- _What to work on_
In the data that follows, find the line containing "draw the outline of the **white flower**"; then quote that line and every line after it, exactly, through the last one.

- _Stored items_

>>>

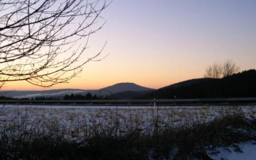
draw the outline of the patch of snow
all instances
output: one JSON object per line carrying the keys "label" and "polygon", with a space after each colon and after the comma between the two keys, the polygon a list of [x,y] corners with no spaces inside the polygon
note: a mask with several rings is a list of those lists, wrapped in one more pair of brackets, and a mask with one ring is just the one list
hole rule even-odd
{"label": "patch of snow", "polygon": [[63,91],[55,93],[36,93],[34,94],[25,94],[22,96],[18,96],[14,97],[15,98],[26,98],[32,97],[41,97],[44,96],[54,96],[60,95],[64,94],[78,94],[84,92],[84,91],[79,90],[65,90]]}

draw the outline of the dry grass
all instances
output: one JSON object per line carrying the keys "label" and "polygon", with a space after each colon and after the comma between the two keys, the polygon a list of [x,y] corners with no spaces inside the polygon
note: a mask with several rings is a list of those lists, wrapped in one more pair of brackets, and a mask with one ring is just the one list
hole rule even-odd
{"label": "dry grass", "polygon": [[254,114],[236,106],[38,109],[5,110],[1,159],[210,159],[207,150],[256,140]]}

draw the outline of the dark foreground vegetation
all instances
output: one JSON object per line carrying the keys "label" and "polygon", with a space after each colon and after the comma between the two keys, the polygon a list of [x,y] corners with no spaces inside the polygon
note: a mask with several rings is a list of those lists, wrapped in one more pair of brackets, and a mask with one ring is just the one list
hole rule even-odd
{"label": "dark foreground vegetation", "polygon": [[207,150],[231,145],[241,152],[236,144],[256,142],[252,133],[256,130],[255,118],[246,118],[238,107],[228,108],[225,115],[211,122],[198,120],[197,115],[188,113],[180,123],[175,123],[172,117],[166,122],[158,114],[146,128],[132,127],[130,120],[120,123],[117,116],[106,128],[92,115],[92,125],[84,124],[84,132],[75,130],[70,135],[57,120],[28,126],[24,115],[19,123],[1,128],[0,159],[211,160]]}

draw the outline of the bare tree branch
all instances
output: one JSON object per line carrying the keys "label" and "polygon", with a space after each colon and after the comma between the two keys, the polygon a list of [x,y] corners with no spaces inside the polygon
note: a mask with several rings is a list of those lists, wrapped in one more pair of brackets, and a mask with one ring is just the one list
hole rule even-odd
{"label": "bare tree branch", "polygon": [[[50,87],[66,83],[96,59],[79,58],[90,35],[102,28],[104,0],[0,0],[0,87],[26,80]],[[103,58],[104,58],[105,57]]]}

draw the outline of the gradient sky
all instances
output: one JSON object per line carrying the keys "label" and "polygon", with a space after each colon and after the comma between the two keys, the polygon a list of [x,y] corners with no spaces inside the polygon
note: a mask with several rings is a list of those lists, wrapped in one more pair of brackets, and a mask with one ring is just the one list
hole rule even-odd
{"label": "gradient sky", "polygon": [[114,0],[81,59],[108,41],[103,60],[84,66],[68,84],[44,89],[25,82],[4,90],[98,89],[121,82],[158,88],[203,76],[214,62],[232,58],[256,68],[256,0]]}

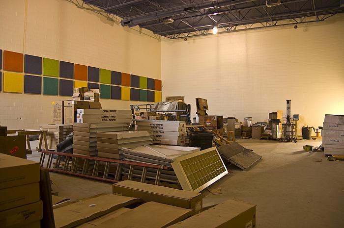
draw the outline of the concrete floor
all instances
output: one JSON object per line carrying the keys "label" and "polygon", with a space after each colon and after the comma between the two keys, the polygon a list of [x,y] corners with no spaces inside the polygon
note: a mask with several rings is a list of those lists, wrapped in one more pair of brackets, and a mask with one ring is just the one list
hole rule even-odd
{"label": "concrete floor", "polygon": [[[209,187],[221,188],[221,194],[204,190],[203,205],[229,198],[256,204],[258,228],[344,227],[344,162],[328,161],[322,152],[302,151],[303,145],[317,146],[321,140],[237,141],[262,159],[245,171],[229,166],[233,173]],[[39,160],[33,156],[29,159]],[[112,192],[111,184],[103,182],[56,173],[51,178],[58,195],[72,201]]]}

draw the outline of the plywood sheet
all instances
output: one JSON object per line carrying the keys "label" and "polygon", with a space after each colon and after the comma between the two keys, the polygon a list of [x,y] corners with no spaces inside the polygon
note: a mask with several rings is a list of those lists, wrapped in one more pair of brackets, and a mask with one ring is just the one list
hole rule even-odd
{"label": "plywood sheet", "polygon": [[58,94],[58,79],[52,77],[43,77],[43,94],[57,95]]}
{"label": "plywood sheet", "polygon": [[117,71],[111,72],[111,84],[113,85],[121,84],[121,73]]}
{"label": "plywood sheet", "polygon": [[3,92],[23,93],[23,74],[3,73]]}
{"label": "plywood sheet", "polygon": [[43,58],[43,75],[58,76],[58,60],[48,58]]}
{"label": "plywood sheet", "polygon": [[24,76],[24,93],[41,94],[42,77],[25,75]]}
{"label": "plywood sheet", "polygon": [[[23,55],[22,53],[3,51],[3,69],[23,72]],[[22,75],[22,76],[23,76]],[[23,84],[23,83],[22,83]]]}
{"label": "plywood sheet", "polygon": [[74,77],[74,64],[60,61],[60,77],[73,79]]}
{"label": "plywood sheet", "polygon": [[24,72],[26,73],[42,75],[42,57],[26,54],[24,56]]}
{"label": "plywood sheet", "polygon": [[111,88],[109,85],[100,84],[100,98],[110,99],[111,98]]}
{"label": "plywood sheet", "polygon": [[72,80],[60,79],[60,96],[71,97],[73,95],[74,81]]}

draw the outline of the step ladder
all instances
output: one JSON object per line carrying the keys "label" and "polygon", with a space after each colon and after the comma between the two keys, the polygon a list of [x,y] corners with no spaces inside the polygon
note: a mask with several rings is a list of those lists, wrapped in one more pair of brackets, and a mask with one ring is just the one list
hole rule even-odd
{"label": "step ladder", "polygon": [[[41,153],[39,163],[41,167],[45,169],[55,173],[110,183],[117,183],[122,180],[122,173],[124,172],[123,168],[129,167],[127,179],[132,180],[135,167],[141,167],[142,168],[141,182],[145,182],[147,178],[147,169],[150,168],[151,172],[152,170],[156,170],[155,177],[153,178],[155,179],[154,184],[158,185],[160,181],[161,170],[169,169],[167,166],[163,165],[143,162],[90,157],[47,151],[41,151],[39,152]],[[56,159],[53,163],[54,157]],[[100,166],[104,163],[104,170],[100,171]],[[82,164],[83,164],[82,167]],[[110,167],[112,166],[116,167],[114,177],[109,175]],[[135,176],[137,177],[137,175]]]}

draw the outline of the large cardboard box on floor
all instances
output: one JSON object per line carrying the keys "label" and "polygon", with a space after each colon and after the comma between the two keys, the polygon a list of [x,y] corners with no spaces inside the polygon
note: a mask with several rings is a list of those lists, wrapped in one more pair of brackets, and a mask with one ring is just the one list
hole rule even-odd
{"label": "large cardboard box on floor", "polygon": [[169,227],[171,228],[254,228],[256,205],[230,199]]}
{"label": "large cardboard box on floor", "polygon": [[113,185],[113,193],[125,196],[137,197],[143,202],[161,203],[191,209],[193,213],[202,209],[201,193],[175,189],[161,186],[124,180]]}

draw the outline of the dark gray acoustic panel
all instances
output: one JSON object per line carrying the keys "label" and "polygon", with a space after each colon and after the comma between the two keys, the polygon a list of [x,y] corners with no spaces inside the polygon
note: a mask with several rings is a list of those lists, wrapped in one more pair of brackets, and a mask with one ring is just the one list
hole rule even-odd
{"label": "dark gray acoustic panel", "polygon": [[154,91],[147,90],[147,101],[154,102]]}
{"label": "dark gray acoustic panel", "polygon": [[121,88],[120,86],[111,86],[111,99],[120,100],[121,99]]}
{"label": "dark gray acoustic panel", "polygon": [[99,68],[88,67],[88,73],[89,81],[99,82]]}
{"label": "dark gray acoustic panel", "polygon": [[99,89],[99,84],[98,83],[92,83],[91,82],[88,82],[87,85],[87,87],[88,89]]}
{"label": "dark gray acoustic panel", "polygon": [[60,61],[60,77],[74,78],[74,64]]}
{"label": "dark gray acoustic panel", "polygon": [[116,71],[111,72],[111,84],[119,85],[121,83],[121,73]]}
{"label": "dark gray acoustic panel", "polygon": [[24,72],[42,74],[42,57],[26,54],[24,56]]}
{"label": "dark gray acoustic panel", "polygon": [[73,95],[73,82],[72,80],[60,79],[60,96]]}
{"label": "dark gray acoustic panel", "polygon": [[24,93],[42,94],[42,77],[25,75],[24,76]]}
{"label": "dark gray acoustic panel", "polygon": [[149,78],[149,77],[147,78],[147,89],[154,89],[154,79],[153,78]]}
{"label": "dark gray acoustic panel", "polygon": [[[137,75],[131,75],[130,76],[131,86],[132,87],[140,87],[140,77]],[[135,101],[135,100],[134,100]]]}

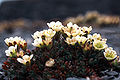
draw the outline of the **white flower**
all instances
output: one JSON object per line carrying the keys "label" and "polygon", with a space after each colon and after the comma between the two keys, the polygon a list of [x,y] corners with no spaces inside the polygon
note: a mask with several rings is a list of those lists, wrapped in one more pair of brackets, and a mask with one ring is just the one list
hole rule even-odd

<<<

- _Worked answer_
draw the outline of the **white flower**
all instances
output: one JSON object per line carrying the keys "label" and "polygon", with a space after each colon and after the comma between the two keys, the polygon a list of [x,y] corners with no spaces inside the polygon
note: a mask with several rings is a list of those lists, wrapped in one more pair of brackets, and a mask with one ring is just the one list
hole rule even-odd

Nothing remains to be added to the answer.